**PROBLEM TO SOLVE:** What lines below hold the string "pixels"? Copy them all.

** GIVEN RECORDS follows **

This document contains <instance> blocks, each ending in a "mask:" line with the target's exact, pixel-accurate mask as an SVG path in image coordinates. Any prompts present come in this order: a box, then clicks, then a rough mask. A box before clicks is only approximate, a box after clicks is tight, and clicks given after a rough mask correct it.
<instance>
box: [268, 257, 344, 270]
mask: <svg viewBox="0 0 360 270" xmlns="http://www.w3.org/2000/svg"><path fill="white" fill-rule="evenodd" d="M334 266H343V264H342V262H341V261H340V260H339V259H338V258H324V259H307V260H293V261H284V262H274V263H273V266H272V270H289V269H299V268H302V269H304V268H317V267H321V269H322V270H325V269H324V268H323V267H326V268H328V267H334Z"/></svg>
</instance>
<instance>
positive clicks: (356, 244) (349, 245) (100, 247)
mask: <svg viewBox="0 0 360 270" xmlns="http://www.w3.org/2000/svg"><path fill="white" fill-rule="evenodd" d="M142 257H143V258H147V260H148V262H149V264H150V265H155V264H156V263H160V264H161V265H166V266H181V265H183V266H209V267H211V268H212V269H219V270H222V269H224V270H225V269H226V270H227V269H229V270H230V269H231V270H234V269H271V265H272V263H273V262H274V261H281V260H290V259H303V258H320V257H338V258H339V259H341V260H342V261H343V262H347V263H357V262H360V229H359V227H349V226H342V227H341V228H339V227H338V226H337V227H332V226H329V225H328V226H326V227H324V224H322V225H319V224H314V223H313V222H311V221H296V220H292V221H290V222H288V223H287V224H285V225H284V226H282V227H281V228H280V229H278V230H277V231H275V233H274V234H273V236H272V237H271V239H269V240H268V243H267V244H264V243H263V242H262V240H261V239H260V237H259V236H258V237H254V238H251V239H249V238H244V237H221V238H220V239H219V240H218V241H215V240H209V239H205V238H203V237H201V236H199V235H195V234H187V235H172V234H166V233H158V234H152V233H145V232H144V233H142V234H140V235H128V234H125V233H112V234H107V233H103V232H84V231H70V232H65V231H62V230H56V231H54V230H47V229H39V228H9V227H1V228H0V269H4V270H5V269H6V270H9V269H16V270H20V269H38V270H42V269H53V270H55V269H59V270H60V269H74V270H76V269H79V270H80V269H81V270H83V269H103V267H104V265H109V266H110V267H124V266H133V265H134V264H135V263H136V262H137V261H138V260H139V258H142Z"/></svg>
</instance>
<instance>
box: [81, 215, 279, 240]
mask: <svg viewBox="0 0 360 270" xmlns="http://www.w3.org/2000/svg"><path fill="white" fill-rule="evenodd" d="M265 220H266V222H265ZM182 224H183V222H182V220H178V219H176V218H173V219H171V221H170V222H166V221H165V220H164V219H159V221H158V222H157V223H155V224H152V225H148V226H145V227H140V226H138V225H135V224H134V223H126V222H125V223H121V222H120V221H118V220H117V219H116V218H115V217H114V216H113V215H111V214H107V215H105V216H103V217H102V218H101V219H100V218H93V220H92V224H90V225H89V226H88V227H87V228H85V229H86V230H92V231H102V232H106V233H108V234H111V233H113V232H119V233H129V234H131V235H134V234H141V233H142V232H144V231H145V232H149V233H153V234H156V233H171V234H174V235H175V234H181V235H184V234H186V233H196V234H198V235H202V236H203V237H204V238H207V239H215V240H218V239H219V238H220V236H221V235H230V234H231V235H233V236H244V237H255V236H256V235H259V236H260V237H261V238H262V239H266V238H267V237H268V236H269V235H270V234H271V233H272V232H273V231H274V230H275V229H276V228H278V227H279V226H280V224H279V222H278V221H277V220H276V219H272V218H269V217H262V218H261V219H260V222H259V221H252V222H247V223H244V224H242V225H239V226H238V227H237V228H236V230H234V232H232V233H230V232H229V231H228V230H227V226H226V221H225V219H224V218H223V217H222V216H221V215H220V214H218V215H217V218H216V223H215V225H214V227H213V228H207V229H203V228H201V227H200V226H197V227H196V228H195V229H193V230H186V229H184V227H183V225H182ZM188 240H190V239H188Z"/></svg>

** End of GIVEN RECORDS **
** GIVEN RECORDS follows **

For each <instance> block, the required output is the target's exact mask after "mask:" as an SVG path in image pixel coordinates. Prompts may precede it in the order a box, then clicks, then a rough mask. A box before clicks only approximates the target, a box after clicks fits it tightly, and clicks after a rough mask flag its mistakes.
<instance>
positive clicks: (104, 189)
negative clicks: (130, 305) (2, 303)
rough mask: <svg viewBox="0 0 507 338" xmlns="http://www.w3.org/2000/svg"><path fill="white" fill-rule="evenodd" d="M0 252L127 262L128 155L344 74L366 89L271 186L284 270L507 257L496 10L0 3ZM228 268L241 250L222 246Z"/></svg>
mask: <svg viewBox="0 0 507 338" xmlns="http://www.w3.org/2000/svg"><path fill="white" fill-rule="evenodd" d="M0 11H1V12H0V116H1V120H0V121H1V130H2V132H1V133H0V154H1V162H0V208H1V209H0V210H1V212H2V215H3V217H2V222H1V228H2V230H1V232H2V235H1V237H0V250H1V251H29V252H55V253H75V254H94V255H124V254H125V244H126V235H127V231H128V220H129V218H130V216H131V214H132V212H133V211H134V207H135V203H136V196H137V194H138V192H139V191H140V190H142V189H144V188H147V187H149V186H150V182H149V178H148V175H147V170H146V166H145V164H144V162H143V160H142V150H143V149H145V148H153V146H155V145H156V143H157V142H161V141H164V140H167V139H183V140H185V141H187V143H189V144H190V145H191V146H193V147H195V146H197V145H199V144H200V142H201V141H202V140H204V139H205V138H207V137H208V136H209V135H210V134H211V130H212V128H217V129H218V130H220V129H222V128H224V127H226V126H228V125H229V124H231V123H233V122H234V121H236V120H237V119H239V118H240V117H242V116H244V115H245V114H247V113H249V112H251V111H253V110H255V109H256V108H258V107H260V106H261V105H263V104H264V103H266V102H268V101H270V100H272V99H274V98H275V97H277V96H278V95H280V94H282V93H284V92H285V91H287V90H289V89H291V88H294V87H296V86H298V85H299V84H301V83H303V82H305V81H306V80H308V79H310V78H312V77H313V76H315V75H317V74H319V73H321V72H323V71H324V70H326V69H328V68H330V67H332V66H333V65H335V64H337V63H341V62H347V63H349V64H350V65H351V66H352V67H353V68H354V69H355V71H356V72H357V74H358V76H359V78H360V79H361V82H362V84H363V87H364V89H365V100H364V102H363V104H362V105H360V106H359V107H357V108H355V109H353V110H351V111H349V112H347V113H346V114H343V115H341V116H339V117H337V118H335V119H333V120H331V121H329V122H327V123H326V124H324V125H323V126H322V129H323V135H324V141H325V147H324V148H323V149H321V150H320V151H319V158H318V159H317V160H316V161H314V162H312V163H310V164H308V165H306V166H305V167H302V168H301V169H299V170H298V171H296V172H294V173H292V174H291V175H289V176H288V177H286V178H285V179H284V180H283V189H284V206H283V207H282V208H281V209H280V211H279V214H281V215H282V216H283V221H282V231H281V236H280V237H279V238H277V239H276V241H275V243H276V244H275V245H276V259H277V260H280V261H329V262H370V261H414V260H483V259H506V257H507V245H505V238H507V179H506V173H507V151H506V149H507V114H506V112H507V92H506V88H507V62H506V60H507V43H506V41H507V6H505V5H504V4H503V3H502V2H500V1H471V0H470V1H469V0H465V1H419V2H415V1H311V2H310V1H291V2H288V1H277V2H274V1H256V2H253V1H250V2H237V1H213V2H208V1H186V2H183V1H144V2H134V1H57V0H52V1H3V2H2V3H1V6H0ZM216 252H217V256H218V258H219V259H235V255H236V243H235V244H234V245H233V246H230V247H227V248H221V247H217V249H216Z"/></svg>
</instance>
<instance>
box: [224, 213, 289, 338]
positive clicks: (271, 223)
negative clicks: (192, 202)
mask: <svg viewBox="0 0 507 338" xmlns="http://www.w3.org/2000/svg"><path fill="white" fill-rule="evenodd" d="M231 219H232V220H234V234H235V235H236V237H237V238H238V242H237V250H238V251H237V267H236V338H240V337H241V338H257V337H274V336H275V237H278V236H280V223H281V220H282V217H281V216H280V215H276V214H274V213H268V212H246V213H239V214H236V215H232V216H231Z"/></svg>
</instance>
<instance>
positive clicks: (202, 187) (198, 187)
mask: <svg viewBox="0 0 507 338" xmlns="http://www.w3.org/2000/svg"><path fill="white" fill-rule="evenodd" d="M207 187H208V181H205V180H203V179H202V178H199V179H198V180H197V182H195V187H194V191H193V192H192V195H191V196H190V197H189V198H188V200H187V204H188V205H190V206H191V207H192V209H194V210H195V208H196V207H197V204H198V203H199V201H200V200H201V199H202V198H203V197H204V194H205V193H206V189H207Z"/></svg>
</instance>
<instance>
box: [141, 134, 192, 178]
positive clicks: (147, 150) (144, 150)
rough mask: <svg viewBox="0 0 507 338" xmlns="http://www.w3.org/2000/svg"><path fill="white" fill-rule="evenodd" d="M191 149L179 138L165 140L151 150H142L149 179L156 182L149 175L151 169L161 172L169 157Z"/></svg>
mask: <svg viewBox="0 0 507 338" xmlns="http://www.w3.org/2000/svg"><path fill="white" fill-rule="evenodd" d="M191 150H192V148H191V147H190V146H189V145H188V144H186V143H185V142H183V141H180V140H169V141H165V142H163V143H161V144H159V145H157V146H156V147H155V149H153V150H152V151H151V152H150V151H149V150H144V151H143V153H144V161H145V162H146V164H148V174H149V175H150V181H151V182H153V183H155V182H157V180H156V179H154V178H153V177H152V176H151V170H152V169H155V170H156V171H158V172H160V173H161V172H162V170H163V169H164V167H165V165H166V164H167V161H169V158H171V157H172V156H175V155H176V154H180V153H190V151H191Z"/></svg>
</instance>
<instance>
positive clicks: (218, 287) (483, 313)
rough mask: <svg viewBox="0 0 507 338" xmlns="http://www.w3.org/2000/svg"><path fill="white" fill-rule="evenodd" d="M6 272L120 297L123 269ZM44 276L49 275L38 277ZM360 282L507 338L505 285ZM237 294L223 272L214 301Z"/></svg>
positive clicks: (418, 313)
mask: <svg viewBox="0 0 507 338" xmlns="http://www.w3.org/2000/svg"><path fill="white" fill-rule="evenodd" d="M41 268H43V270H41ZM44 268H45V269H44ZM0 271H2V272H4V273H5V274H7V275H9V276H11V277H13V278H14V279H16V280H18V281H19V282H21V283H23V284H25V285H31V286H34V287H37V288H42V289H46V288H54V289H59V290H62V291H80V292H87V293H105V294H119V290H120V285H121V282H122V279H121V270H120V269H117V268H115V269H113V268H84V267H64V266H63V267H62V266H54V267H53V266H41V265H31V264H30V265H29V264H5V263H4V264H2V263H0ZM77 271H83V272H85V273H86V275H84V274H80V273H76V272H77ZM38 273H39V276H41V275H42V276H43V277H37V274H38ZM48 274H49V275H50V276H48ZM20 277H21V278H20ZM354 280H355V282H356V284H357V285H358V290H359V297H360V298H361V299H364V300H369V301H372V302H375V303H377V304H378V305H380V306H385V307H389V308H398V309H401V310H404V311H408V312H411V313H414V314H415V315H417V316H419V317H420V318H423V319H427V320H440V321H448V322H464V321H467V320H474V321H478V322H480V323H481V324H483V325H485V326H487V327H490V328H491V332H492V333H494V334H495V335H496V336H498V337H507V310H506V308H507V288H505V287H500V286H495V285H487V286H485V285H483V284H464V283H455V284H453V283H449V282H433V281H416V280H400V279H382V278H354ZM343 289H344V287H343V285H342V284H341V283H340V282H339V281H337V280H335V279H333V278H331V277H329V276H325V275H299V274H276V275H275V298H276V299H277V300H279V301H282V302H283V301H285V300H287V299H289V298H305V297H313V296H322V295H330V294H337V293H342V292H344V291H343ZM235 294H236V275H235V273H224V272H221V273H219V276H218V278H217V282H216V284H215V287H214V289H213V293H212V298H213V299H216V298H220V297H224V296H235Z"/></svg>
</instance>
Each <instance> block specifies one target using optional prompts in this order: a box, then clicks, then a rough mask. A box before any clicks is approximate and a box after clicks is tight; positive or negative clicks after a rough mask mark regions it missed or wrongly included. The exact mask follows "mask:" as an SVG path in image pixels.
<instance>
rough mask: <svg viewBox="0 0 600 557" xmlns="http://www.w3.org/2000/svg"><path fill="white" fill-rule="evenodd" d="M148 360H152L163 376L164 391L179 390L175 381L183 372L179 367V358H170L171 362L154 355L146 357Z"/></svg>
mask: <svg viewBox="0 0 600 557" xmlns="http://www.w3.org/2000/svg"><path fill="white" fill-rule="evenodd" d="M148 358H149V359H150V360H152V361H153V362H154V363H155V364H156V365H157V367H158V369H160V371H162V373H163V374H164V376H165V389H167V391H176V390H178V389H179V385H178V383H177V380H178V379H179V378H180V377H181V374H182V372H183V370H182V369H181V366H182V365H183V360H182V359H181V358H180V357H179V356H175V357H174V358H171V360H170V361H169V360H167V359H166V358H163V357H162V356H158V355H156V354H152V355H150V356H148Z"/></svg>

** End of GIVEN RECORDS **
** GIVEN RECORDS follows **

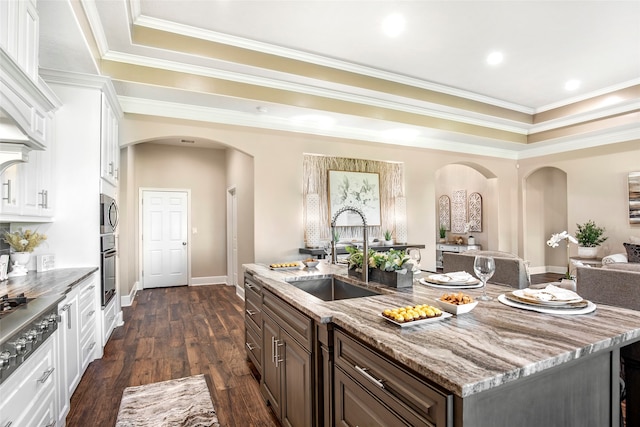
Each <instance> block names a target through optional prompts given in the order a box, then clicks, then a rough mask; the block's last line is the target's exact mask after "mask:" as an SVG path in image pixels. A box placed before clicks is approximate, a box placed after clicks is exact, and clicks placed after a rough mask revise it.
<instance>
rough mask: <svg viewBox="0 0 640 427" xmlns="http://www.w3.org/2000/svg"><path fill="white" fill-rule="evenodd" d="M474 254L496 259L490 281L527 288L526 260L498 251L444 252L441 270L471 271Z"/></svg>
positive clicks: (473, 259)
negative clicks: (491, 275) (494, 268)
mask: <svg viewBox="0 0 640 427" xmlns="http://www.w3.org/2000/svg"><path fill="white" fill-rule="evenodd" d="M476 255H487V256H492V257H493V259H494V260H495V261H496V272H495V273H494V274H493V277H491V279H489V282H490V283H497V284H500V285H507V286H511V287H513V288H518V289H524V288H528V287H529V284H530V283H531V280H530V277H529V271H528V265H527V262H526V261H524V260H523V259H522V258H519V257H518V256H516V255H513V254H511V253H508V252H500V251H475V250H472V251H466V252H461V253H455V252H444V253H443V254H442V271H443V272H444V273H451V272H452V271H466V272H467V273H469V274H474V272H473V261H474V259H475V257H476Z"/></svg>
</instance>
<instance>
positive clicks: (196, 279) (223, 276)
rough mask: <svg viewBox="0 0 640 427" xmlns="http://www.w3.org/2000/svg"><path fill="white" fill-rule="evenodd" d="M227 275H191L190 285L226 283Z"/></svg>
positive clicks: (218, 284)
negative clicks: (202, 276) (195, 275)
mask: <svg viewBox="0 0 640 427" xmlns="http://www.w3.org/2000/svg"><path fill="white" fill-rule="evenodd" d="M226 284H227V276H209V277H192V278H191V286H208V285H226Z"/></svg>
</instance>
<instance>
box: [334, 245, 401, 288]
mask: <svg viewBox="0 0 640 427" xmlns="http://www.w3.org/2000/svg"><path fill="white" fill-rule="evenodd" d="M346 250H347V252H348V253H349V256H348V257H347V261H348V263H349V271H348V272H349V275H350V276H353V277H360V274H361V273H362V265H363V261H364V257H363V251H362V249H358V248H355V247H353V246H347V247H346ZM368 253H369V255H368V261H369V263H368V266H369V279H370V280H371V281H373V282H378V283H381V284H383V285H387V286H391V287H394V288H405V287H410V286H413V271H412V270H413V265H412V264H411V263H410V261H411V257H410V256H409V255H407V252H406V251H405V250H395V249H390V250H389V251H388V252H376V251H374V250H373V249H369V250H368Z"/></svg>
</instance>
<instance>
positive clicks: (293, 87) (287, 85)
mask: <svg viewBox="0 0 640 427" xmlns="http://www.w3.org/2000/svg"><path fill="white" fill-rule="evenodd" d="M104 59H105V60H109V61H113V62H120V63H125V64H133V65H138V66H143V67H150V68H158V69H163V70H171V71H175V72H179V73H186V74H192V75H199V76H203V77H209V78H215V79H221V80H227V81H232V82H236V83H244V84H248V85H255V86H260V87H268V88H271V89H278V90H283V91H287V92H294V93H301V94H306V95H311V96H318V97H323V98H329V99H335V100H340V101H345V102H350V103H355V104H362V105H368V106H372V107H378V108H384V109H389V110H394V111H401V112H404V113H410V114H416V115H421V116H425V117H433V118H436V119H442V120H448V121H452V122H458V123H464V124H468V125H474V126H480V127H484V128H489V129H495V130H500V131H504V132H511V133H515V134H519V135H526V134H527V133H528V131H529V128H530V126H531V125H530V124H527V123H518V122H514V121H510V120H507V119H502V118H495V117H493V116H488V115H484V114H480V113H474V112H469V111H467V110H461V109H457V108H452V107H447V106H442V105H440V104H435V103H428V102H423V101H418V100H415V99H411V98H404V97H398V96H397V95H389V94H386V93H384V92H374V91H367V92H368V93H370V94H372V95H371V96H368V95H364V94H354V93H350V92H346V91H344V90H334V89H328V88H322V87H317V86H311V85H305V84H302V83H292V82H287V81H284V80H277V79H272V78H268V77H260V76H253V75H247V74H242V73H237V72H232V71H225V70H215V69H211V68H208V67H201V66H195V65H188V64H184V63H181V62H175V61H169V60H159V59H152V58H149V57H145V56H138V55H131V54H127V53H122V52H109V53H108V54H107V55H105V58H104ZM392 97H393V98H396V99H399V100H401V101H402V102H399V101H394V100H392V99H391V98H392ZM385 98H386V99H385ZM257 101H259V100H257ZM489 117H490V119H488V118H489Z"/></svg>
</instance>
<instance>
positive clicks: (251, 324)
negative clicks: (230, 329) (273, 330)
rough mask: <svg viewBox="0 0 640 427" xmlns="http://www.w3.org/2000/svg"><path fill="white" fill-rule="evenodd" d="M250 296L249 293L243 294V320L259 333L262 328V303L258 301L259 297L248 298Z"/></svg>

** End of GIVEN RECORDS **

**RESULT:**
Each <instance> block specifies one target using optional prompts in this order: a box, then clicks, then a rough mask. A box before any clicks is approximate and a box after clicks is tight; positive or negative clicks after a rough mask mark regions it missed or wrongly included. The exact mask follows "mask:" as an SVG path in image pixels.
Each <instance> block names a target through optional prompts given in the order a box, then clicks, then a rough mask; the block's last line is the target's exact mask after "mask:" as an SVG path in image pixels. A box placed before clicks is approximate, a box placed after clicks is exact, and clicks placed after a rough mask revise it.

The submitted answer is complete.